>> begin TASK MATERIAL

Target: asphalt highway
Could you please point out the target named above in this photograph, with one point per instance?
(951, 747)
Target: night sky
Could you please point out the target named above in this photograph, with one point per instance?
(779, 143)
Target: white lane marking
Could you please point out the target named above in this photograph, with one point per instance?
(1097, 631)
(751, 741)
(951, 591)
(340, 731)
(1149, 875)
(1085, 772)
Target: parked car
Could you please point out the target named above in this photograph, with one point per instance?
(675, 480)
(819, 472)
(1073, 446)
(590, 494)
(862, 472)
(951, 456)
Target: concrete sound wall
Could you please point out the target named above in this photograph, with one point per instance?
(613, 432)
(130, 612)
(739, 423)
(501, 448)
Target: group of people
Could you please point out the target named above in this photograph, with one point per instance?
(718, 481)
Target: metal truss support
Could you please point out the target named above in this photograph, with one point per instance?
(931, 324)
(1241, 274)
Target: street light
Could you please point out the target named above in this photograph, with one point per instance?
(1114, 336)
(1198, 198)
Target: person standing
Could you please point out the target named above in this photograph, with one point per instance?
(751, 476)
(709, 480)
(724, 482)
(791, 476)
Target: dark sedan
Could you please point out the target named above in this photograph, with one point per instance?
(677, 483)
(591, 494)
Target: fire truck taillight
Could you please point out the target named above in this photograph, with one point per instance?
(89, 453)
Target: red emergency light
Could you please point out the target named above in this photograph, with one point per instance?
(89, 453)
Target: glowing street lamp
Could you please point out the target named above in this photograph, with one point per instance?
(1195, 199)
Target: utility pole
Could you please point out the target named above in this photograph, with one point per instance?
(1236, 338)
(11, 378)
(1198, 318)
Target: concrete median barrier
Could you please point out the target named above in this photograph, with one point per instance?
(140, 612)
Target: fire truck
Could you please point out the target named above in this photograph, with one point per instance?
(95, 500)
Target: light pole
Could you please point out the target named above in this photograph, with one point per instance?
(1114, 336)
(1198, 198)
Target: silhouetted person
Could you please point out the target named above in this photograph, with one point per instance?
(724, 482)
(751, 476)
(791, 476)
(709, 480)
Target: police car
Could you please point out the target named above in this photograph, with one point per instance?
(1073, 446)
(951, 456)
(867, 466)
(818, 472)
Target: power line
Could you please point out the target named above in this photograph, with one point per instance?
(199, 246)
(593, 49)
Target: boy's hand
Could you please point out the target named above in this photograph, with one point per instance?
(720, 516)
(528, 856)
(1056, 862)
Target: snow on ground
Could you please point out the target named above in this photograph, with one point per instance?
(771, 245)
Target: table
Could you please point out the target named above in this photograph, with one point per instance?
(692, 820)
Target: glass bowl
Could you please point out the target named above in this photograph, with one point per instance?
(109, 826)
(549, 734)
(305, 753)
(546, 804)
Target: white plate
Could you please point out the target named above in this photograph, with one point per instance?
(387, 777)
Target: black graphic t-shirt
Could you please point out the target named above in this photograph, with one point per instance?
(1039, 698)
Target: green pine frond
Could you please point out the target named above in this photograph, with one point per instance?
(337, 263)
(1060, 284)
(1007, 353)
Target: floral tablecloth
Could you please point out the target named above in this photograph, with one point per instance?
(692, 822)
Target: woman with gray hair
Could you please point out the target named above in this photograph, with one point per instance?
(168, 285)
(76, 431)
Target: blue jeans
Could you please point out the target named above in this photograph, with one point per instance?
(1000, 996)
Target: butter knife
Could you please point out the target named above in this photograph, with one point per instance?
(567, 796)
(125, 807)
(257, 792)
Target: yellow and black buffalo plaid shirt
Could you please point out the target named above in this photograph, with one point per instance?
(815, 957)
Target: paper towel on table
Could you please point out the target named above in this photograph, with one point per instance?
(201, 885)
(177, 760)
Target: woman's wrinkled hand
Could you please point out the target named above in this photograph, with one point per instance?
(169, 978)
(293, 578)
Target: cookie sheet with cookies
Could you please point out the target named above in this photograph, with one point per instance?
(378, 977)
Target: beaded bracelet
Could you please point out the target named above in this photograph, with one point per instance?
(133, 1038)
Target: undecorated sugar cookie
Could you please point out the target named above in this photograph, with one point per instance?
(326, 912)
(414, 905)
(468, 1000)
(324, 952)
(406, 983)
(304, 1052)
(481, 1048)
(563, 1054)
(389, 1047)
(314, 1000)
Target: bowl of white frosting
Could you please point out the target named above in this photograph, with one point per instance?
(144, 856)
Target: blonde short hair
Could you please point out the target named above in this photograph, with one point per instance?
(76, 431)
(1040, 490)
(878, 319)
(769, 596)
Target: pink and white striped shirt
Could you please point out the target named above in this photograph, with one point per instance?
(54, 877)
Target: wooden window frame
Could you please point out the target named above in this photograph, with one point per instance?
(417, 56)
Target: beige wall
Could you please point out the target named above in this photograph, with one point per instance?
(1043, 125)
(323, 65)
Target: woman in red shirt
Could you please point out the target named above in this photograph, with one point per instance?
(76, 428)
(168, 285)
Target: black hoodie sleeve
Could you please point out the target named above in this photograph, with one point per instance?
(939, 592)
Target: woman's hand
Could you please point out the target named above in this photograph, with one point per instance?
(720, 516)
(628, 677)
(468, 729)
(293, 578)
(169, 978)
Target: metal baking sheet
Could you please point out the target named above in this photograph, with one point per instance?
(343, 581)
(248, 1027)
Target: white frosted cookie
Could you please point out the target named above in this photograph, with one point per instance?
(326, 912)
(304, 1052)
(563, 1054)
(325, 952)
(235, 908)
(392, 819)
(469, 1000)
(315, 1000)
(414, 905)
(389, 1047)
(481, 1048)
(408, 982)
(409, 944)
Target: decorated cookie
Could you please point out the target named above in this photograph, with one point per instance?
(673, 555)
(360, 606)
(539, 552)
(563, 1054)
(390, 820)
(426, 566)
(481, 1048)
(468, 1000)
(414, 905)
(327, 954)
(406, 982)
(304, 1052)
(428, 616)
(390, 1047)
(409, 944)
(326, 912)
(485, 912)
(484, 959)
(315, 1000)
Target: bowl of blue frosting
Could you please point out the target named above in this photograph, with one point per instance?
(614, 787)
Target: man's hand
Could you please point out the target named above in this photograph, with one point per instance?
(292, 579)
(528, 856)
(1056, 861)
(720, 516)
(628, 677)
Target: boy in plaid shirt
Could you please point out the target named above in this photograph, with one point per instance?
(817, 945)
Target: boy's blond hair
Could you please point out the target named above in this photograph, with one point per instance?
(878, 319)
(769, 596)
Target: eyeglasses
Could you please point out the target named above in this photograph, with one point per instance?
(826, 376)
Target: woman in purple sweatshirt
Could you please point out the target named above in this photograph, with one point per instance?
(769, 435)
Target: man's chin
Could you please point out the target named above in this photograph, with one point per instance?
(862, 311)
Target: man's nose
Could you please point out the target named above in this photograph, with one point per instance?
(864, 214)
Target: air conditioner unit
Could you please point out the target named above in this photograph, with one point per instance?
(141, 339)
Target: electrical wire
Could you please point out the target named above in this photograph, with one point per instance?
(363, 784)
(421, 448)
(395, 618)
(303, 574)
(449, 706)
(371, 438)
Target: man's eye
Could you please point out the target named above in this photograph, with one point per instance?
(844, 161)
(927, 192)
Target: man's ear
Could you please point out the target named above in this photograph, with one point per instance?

>> end TASK MATERIAL

● **DIRECTION**: Duplicate the material verbatim, starting at the line containing "Target: man's eye" and ending at the last line of the material, both included.

● **OUTPUT FOR THIS TASK**:
Target: man's eye
Could you please point out the target named above in this photograph, with one point per instance?
(844, 161)
(927, 192)
Target: man's ear
Could you please point out the target named above in this photograph, with one point per instance?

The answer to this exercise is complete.